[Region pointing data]
--------------------------------

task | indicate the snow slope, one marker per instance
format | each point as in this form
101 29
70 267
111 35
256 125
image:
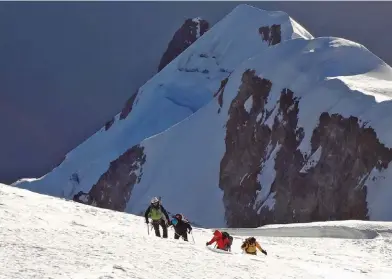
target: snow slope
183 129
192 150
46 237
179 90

--------------------------------

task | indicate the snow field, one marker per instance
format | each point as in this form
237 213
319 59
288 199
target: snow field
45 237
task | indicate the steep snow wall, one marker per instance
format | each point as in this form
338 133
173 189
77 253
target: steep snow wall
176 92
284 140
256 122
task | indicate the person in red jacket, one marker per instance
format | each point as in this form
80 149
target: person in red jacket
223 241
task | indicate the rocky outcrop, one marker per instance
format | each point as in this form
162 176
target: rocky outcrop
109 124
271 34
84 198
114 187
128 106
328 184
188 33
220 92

--------------------------------

From the records, copy out each line that includes the string "marker".

### Response area:
task | indicate the snow slope, one marker per instance
task | indicate the snow field, one marker per instance
task | indicate the steep snow wall, one marker per instance
task | indicate the person in red jacket, one marker per instance
task | indicate the rocky outcrop, one marker per instance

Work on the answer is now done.